Task objective —
Everything from the line containing "of the bare" to the final line of the records below should be given again exactly, and nothing else.

** Start Data excerpts **

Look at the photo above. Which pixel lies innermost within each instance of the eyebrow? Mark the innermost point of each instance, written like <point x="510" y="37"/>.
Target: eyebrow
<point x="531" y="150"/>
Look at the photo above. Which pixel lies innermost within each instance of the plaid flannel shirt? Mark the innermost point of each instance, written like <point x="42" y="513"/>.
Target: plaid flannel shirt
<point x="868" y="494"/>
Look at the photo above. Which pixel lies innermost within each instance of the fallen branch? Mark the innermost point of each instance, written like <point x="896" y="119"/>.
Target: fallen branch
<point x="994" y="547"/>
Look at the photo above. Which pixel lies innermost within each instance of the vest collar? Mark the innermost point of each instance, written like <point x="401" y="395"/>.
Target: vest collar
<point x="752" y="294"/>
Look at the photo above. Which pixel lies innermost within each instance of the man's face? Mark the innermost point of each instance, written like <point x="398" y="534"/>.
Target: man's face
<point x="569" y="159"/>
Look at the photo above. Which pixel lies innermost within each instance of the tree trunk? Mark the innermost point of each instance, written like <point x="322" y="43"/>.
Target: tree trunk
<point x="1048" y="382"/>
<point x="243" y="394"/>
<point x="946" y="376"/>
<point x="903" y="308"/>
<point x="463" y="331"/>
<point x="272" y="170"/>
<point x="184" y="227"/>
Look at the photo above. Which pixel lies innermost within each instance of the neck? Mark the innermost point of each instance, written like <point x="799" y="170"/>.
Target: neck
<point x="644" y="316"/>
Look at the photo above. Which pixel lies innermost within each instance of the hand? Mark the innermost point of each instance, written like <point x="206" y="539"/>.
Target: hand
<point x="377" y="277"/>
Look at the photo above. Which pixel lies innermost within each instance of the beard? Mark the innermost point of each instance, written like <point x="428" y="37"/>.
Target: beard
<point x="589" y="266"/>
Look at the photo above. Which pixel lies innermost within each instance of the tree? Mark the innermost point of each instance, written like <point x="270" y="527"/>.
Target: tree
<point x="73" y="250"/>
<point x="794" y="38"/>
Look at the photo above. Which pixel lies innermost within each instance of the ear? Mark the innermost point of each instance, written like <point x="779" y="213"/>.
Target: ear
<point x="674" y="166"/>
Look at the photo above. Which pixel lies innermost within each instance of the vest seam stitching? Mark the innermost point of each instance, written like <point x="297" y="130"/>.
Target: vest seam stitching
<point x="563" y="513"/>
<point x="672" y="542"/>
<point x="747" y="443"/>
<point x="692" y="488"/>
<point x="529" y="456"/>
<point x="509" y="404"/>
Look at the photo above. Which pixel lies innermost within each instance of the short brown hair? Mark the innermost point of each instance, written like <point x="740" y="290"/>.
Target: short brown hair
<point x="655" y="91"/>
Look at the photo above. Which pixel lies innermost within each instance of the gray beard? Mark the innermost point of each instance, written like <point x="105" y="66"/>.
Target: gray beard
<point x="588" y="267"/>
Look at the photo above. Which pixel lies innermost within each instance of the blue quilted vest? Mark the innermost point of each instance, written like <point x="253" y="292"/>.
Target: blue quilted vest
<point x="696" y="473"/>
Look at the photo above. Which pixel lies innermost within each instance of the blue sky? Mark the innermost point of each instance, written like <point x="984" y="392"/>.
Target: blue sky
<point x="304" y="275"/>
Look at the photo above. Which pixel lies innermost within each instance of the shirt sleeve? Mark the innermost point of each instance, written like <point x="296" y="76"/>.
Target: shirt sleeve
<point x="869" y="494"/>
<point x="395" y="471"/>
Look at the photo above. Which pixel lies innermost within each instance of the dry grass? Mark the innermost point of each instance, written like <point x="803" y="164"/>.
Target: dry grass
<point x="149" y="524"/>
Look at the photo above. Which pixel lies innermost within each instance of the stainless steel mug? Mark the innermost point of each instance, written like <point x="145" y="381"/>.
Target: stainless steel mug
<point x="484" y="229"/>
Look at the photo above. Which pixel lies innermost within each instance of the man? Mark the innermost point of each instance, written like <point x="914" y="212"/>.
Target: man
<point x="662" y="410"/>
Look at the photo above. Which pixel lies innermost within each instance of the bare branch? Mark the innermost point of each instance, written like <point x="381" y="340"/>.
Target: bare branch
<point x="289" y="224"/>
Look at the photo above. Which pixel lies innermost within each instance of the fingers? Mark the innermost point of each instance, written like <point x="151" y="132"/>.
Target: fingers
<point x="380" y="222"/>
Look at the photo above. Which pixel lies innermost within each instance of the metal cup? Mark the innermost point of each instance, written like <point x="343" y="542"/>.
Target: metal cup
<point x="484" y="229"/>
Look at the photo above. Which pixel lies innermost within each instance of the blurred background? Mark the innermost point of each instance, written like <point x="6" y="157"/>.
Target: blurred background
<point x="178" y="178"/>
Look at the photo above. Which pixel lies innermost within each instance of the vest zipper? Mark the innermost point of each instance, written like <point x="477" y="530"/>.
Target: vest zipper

** End Data excerpts **

Written reply —
Look at the photo above. Which pixel lies innermost within each instance of the bare branch? Mark the innermost point of each instance, written like <point x="381" y="340"/>.
Target: bare branch
<point x="289" y="224"/>
Look at the photo above. Which pixel lies innermost within each instance of the fingers? Mark the innermost point of each instance, written like <point x="151" y="132"/>.
Target: fingers
<point x="380" y="222"/>
Look at the photo above. Which pixel lies innermost within each instance of the metal cup? Mark the innermost point of each instance, written like <point x="343" y="542"/>.
Target: metal cup
<point x="484" y="229"/>
Look at the photo above. Which pixel lies innermost within each instance of the blurred background? Mark the innermost point of each instance, written like <point x="6" y="157"/>.
Target: blurred background
<point x="178" y="178"/>
Look at the photo above. Which pixel lies innermost within each instance of the vest zipper? Mark the innermost point of each instance, written like <point x="477" y="530"/>.
Target: vest zipper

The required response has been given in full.